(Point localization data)
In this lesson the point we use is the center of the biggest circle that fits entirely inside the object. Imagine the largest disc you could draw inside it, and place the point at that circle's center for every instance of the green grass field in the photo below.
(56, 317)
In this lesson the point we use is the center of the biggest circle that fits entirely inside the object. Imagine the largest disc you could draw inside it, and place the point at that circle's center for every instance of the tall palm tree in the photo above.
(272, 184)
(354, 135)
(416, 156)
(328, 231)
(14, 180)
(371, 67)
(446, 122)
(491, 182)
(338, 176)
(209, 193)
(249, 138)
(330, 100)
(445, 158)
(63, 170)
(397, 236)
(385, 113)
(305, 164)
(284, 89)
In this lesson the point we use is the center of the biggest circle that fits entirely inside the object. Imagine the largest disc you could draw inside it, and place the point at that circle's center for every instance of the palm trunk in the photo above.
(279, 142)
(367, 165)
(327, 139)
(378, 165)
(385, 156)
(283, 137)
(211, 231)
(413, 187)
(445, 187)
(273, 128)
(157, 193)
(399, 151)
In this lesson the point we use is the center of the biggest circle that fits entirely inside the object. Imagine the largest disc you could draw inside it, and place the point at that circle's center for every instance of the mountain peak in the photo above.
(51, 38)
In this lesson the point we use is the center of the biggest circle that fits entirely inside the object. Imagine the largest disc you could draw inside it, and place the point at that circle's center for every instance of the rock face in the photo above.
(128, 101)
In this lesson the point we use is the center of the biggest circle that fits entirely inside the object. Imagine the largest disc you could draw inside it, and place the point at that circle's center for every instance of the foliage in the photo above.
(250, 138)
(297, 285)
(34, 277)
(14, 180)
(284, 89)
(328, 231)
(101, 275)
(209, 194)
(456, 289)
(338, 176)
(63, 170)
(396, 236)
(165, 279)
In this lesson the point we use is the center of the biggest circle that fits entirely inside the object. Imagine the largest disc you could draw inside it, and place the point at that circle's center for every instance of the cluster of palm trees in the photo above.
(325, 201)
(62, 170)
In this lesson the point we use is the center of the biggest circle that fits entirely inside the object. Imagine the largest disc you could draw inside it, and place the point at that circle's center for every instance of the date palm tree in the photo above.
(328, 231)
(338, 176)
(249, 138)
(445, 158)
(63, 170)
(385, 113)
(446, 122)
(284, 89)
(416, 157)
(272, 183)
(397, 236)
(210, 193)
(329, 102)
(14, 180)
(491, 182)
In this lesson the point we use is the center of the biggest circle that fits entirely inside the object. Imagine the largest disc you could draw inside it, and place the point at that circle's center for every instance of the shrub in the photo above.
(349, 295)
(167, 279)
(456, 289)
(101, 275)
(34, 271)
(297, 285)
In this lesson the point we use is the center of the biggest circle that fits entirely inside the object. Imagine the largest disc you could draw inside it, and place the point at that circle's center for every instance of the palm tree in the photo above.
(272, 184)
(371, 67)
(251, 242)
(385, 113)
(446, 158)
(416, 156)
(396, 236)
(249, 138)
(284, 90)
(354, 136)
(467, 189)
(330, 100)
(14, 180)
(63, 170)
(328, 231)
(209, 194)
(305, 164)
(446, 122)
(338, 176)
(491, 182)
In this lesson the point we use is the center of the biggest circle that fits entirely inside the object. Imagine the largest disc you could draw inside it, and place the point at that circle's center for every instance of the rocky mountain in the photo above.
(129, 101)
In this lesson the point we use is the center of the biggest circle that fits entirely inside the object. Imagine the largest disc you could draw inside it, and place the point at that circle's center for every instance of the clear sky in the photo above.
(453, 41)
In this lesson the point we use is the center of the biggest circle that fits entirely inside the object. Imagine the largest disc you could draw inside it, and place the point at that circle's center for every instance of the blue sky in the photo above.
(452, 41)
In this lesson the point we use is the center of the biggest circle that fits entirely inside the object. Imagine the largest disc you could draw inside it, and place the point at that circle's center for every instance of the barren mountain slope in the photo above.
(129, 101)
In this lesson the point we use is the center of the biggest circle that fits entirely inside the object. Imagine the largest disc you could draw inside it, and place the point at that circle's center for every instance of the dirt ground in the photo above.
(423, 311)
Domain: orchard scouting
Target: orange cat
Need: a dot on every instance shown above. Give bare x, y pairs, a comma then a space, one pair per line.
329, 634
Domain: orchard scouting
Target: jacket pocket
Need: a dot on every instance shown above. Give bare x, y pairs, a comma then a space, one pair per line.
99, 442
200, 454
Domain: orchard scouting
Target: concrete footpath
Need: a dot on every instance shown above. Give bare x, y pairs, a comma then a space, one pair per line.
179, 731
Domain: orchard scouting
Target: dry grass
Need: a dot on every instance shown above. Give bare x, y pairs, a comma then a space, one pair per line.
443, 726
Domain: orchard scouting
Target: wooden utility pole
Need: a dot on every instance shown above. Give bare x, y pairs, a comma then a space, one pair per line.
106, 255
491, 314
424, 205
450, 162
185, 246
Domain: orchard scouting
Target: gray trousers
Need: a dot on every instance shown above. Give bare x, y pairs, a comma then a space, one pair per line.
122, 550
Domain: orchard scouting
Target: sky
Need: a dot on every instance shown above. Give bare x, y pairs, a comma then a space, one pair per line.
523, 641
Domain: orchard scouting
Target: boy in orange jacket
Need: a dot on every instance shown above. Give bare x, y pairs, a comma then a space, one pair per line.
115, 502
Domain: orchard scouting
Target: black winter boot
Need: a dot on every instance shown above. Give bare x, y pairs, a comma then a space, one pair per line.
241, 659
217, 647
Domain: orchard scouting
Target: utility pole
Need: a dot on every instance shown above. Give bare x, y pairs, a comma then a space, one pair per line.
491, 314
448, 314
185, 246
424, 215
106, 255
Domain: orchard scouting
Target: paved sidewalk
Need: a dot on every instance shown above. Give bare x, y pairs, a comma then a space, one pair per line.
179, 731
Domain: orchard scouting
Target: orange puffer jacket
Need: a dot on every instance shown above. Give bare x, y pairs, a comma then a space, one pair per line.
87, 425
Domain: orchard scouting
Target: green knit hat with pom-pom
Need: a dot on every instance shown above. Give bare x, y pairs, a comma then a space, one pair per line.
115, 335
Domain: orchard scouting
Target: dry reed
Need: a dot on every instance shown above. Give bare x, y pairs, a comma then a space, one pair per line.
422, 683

--

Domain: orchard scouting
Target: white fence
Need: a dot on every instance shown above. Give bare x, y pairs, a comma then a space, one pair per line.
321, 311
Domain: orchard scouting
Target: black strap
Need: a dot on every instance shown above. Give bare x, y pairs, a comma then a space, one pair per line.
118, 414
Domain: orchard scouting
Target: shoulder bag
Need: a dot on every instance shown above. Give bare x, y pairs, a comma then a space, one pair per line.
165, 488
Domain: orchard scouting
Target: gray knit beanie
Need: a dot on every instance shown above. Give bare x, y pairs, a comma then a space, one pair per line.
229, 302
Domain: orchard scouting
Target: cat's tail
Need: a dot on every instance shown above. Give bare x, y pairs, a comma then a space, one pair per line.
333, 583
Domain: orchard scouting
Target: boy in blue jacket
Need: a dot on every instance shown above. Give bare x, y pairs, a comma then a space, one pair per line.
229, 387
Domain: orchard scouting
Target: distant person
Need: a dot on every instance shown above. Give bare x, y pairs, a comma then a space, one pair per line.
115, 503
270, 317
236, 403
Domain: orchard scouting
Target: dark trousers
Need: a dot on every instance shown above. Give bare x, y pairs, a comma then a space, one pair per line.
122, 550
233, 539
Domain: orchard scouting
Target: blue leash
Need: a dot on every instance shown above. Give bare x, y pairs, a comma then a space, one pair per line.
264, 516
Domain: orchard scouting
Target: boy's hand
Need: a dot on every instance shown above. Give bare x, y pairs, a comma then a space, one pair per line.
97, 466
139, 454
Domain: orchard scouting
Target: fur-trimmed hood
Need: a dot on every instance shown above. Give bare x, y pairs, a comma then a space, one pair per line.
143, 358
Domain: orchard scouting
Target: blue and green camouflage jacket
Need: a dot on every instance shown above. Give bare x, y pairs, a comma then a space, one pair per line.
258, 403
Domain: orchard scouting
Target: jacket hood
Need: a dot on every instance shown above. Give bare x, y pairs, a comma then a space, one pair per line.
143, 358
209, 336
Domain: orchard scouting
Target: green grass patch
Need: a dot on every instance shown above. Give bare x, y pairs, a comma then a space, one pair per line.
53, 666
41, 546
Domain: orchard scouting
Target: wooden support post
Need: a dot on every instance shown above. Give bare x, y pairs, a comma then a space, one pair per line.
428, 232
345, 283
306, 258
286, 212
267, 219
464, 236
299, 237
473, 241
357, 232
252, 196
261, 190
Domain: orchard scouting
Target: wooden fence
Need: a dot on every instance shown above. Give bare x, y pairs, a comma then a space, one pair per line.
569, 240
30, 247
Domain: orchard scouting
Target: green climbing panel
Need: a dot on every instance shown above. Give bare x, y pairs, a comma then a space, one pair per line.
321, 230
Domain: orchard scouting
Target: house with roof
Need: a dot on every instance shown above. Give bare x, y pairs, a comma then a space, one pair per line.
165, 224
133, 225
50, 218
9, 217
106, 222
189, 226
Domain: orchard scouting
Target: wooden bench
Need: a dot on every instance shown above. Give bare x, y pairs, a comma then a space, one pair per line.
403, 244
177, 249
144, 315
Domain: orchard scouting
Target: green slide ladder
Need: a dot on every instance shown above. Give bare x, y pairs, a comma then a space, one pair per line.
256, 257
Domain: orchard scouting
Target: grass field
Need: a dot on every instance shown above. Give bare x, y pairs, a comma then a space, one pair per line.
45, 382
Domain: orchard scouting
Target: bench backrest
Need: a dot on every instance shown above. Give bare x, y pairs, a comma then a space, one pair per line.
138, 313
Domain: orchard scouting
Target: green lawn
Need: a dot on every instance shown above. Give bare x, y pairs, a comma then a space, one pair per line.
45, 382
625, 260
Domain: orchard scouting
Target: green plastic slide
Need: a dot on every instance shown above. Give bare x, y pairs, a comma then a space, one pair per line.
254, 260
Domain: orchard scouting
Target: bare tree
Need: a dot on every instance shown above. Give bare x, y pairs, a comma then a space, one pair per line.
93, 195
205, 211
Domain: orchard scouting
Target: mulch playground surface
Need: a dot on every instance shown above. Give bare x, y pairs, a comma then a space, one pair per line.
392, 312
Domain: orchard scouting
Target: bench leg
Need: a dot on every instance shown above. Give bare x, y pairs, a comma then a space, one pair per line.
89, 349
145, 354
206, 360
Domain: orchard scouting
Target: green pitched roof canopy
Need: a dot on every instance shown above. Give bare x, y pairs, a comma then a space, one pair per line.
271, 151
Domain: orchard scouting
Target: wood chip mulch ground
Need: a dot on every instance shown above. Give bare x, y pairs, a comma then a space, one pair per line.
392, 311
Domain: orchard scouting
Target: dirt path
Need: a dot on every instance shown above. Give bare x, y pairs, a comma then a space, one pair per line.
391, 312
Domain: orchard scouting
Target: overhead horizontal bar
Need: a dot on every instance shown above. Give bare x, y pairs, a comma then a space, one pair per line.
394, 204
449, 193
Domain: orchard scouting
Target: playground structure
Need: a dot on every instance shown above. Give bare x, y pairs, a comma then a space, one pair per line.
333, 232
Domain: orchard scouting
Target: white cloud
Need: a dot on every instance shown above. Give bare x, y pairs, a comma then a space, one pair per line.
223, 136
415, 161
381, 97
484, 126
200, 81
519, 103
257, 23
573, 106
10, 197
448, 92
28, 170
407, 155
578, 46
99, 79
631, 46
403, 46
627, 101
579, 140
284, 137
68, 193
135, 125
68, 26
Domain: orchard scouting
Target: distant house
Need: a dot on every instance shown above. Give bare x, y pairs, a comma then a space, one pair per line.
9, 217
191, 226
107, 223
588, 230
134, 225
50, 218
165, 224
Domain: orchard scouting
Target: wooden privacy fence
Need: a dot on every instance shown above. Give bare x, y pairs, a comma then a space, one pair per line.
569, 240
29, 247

**TASK PROMPT**
Find the lines that mention "mulch" in the entries and show them.

**ANSWER SECTION**
Target: mulch playground surface
Target: wood chip mulch ground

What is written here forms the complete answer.